WHAT YOU HAVE TO DO:
Type out the records again, exactly as they are.

(Saved entries)
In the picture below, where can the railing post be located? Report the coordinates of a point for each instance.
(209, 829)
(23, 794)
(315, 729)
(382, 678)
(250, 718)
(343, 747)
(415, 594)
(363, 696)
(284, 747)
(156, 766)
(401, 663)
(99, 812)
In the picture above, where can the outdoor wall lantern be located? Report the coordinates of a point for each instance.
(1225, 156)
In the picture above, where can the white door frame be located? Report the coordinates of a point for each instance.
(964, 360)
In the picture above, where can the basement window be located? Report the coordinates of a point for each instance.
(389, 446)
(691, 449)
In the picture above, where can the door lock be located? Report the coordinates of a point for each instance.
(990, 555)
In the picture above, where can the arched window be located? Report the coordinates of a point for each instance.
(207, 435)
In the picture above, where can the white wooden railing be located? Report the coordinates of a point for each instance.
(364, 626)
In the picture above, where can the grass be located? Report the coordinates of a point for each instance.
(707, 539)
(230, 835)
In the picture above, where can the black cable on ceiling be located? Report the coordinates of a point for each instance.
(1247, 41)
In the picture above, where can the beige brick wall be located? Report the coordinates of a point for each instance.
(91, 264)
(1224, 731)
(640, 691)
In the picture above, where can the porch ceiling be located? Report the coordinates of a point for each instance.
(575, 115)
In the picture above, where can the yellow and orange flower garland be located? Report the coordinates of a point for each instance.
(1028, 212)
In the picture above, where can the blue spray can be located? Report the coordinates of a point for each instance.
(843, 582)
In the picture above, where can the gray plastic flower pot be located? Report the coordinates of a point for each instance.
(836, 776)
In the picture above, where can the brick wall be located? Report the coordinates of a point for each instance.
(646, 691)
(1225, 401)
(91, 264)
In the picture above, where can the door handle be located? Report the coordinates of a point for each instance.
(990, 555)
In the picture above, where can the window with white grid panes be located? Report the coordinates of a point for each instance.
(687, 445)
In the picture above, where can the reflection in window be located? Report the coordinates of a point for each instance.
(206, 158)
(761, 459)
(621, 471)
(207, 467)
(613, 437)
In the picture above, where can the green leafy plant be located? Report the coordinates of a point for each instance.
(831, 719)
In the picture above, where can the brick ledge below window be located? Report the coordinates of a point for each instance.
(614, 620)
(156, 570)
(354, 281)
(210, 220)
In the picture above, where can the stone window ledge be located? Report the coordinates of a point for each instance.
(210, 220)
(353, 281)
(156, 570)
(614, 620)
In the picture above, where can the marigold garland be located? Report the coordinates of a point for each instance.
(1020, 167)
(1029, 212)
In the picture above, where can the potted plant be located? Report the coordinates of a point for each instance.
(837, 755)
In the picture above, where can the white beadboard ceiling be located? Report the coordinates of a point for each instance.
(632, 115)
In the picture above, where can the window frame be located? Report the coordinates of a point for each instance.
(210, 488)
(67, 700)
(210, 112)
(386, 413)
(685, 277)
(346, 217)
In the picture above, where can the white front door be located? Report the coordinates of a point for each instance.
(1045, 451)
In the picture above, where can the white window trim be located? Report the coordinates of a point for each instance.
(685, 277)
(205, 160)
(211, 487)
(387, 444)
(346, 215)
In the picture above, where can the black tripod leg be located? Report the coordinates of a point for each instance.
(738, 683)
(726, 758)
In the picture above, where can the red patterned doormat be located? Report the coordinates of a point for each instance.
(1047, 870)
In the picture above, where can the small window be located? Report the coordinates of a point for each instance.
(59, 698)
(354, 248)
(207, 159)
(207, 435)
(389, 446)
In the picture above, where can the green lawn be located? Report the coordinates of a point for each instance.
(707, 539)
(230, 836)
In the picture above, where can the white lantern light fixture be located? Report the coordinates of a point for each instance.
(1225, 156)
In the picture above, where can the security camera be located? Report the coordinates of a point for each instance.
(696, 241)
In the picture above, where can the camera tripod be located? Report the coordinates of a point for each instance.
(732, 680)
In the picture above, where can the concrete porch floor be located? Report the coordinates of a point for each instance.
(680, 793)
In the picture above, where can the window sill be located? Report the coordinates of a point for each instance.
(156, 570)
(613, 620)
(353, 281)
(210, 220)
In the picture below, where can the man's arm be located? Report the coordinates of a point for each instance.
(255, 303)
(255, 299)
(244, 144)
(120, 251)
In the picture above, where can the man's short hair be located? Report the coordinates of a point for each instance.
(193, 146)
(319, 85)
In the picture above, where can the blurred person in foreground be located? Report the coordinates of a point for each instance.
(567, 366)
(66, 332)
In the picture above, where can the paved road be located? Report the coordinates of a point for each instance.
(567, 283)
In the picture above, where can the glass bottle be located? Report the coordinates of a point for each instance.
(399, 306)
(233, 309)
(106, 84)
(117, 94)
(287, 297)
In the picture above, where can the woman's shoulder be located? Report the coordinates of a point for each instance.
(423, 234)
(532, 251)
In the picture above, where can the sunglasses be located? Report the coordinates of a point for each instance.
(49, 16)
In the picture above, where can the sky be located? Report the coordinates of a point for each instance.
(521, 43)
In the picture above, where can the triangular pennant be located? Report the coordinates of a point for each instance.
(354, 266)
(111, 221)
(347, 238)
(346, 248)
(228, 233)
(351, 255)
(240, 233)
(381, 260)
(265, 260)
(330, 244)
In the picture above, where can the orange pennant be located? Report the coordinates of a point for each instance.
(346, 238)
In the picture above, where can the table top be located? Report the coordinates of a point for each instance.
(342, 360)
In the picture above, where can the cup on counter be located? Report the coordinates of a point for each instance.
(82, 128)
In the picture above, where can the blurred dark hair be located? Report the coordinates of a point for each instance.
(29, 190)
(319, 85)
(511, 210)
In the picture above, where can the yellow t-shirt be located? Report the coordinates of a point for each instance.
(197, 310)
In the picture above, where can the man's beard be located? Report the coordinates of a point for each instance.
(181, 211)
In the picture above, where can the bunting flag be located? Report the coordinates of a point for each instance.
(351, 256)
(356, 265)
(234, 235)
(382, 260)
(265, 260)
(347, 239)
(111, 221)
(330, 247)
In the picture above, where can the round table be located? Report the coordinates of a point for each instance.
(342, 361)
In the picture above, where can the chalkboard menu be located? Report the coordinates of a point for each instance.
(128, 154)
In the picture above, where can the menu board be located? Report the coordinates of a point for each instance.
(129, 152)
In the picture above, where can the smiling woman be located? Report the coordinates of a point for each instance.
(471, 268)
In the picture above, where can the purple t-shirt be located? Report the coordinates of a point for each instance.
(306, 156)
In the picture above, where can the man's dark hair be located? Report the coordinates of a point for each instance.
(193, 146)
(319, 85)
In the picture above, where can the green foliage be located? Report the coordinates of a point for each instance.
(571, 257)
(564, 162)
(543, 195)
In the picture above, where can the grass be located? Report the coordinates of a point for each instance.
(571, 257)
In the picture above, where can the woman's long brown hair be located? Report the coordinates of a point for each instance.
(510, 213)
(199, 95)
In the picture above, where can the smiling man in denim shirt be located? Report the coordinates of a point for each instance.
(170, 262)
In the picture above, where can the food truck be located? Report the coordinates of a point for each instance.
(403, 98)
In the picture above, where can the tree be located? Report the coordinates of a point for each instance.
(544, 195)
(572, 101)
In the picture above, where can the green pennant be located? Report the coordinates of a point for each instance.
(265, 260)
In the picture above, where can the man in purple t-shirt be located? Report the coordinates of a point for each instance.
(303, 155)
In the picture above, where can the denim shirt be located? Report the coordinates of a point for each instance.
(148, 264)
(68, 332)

ANSWER TO THIS PROBLEM:
In the picture below, where can the railing post be located? Report the coordinates of a point for each instance.
(209, 829)
(23, 794)
(315, 729)
(382, 678)
(250, 718)
(343, 747)
(415, 594)
(363, 696)
(284, 747)
(156, 766)
(401, 663)
(99, 812)
In the picture above, where can the outdoor wall lantern be located? Report the coordinates of a point for each instance.
(1225, 156)
In the picture above, where can the white door frame be located? Report the coordinates of a point for each instance.
(964, 360)
In the picture above, where can the basement window be located? Report the coordinates of a point for each instance.
(389, 446)
(691, 449)
In the picture above, where can the door lock be located? Report the coordinates of a point for each instance.
(990, 555)
In the picture above, where can the arched window be located? Report the coordinates of a point for each instance.
(207, 435)
In the picture above, where can the white wooden railing be located? Report the coordinates of a point for each instance.
(364, 626)
In the picture above, where can the grass be located? Report the coordinates of a point for each instance.
(707, 539)
(230, 835)
In the picture above, where can the black cable on ceiling be located? Report the coordinates of a point for each instance.
(1247, 41)
In the picture above, where can the beige brick wall be located? Report the coordinates of a point for each instance.
(91, 264)
(1224, 731)
(640, 691)
In the picture above, where can the porch ceiling be located? Report the coordinates of a point for each instance.
(575, 115)
In the picture above, where can the yellow and orange flower garland be located? Report the coordinates of a point for each instance.
(1028, 212)
In the picture above, where can the blue spray can be located? Report the coordinates of a point for each instance.
(843, 582)
In the picture above, where can the gray plastic flower pot be located? Report the coordinates of a point for each instance.
(836, 776)
In the picture above, where can the brick wall be located? Report the coordinates of a point for each instance.
(646, 691)
(1225, 401)
(91, 264)
In the picture above, where can the door handle be located? Report the coordinates of a point for each instance.
(990, 555)
In the picture above, where can the window with white grid panes be located? Report the coordinates of a point for each instance.
(687, 445)
In the picture above, where can the reflection in window be located? Report the coordinates of a point for each instance.
(206, 158)
(761, 459)
(621, 471)
(207, 467)
(613, 437)
In the picture above, where can the green leafy plant be located? Report the coordinates of a point for each instance.
(831, 719)
In the picture above, where can the brick ledge below window be located? Report the coordinates of a point for each instance.
(614, 620)
(156, 570)
(354, 281)
(210, 220)
In the picture above, where can the stone window ledge be located? Report the coordinates of a point for each instance.
(210, 220)
(353, 281)
(156, 570)
(614, 620)
In the picture above, where can the marigold garland be located? Report the coordinates of a point for each instance.
(1020, 167)
(1029, 212)
In the picture above, where can the potted plant be located? Report the coordinates of a point for each instance.
(837, 755)
In the picture above, where can the white beadboard ceiling be located? Report the coordinates of a point for each instance.
(632, 115)
In the picture above, where can the window frame be located? Report the coordinates of a point for each instance.
(210, 488)
(67, 700)
(210, 112)
(386, 413)
(685, 277)
(346, 217)
In the picture above, where can the white front door be located? Report the coordinates of a point for each instance.
(1045, 451)
In the picture above, where can the white window trim be located? Report the coordinates of a point for each instance.
(685, 277)
(205, 160)
(211, 487)
(387, 444)
(346, 215)
In the picture above, where can the black tripod leg be located? Report the coordinates of a point for each instance.
(738, 683)
(726, 758)
In the picture above, where can the red patterned doormat be located? Report the coordinates of a point for each instance.
(1047, 870)
In the picture above, where can the small window be located? Report the coordinates of a point for each instance.
(59, 698)
(354, 248)
(207, 159)
(207, 435)
(389, 446)
In the picture above, where can the green lawn be located? Report the coordinates of a point for each instance.
(707, 539)
(230, 836)
In the picture above, where can the white lantern light fixture be located? Report the coordinates of a point for each instance.
(1225, 156)
In the picture above, where can the security camera be located? Report the coordinates of a point for each instance.
(696, 241)
In the picture above, where can the camera tripod be located? Report the coordinates of a point for each instance.
(732, 680)
In the picture above, where can the concrete porch floor be located? Report the coordinates of a point for each instance.
(680, 793)
In the picture above, where can the window sill be located? Report the coordinates of a point for each instance.
(156, 570)
(613, 620)
(353, 281)
(210, 220)
In the picture below, where can the man's arm be located? Report the coordinates of a point for each instance.
(255, 303)
(255, 299)
(244, 144)
(120, 251)
In the picture above, where can the man's short hair be located? Report the coordinates of a point for each instance.
(193, 146)
(319, 85)
In the picture above, where can the blurred person in foreground be located? Report the coordinates of a point for each instance.
(567, 366)
(66, 332)
In the picture above, where can the paved road be located? Report the coordinates of a point for each instance.
(567, 283)
In the picture above, where can the glass bottle be located? Report the coordinates of a point for each instance.
(399, 306)
(233, 309)
(106, 84)
(117, 94)
(287, 297)
In the picture above, where can the woman's shoulder be located? Report the coordinates of a point for each instance.
(423, 234)
(532, 251)
In the picture above, where can the sunglasses be located? Report the coordinates of a point for each instance.
(49, 16)
In the picture above, where can the sky be located? Report the coordinates of a point for each instance.
(521, 43)
In the picture above, where can the triangular pennant be located? Report the coordinates of a point for each instance.
(354, 266)
(111, 221)
(347, 238)
(346, 248)
(228, 233)
(351, 255)
(240, 233)
(381, 260)
(265, 260)
(330, 244)
In the picture above, where can the orange pennant be located? Report the coordinates of a point for each instance.
(346, 238)
In the picture above, where can the table top be located? Report the coordinates of a point for each instance.
(342, 360)
In the picture above, where can the cup on counter be located? Report the coordinates of a point for each instance.
(82, 128)
In the picture above, where can the blurred dark hair be located? Report the coordinates of a point for each instance.
(29, 190)
(319, 85)
(511, 210)
In the picture above, where can the yellow t-shirt be located? Report the coordinates of a point for each instance.
(197, 310)
In the picture above, where can the man's beard be located? Report the coordinates of a point for each instance.
(181, 211)
In the picture above, where can the bunting flag be located? Report the coordinates of a point for each instance.
(351, 256)
(356, 265)
(234, 235)
(382, 260)
(265, 260)
(347, 239)
(111, 221)
(330, 247)
In the picture above, where can the round table be located? Report the coordinates of a point for each instance.
(342, 361)
In the picture above, where can the chalkboard menu be located? Report the coordinates of a point for each instance.
(128, 154)
In the picture above, where can the menu board be located? Report the coordinates of a point for each instance.
(129, 152)
In the picture above, where can the smiling woman be located? Report the coordinates of a point for each instance.
(471, 268)
In the picture above, where can the purple t-shirt be located? Report the coordinates of a point for each instance.
(306, 156)
In the picture above, where can the man's dark hair be located? Report the coordinates of a point for each instance.
(193, 146)
(319, 85)
In the picture above, where can the green foliage be located? Report the coordinates of a point for each instance.
(571, 257)
(564, 162)
(543, 195)
In the picture above, where can the grass be located? Report the coordinates of a point for each instance.
(571, 257)
In the picture above, where can the woman's long brown hair be located? Report the coordinates of a point for each instance.
(510, 213)
(199, 95)
In the picture above, where can the smiling man in denim shirt be located? Report the coordinates of a point for each instance.
(170, 262)
In the picture above, where can the food truck be located? Report the coordinates of a point for each instance.
(403, 98)
In the picture above, where can the tree be located? Report the coordinates of a point for each instance.
(544, 195)
(572, 101)
In the picture above, where can the green pennant be located? Report the coordinates of a point for each instance.
(265, 260)
In the picture above, where can the man in purple t-shirt be located? Report the coordinates of a point for each instance.
(303, 155)
In the picture above, where can the denim shirt be located? Report the coordinates of a point for each instance.
(148, 264)
(68, 332)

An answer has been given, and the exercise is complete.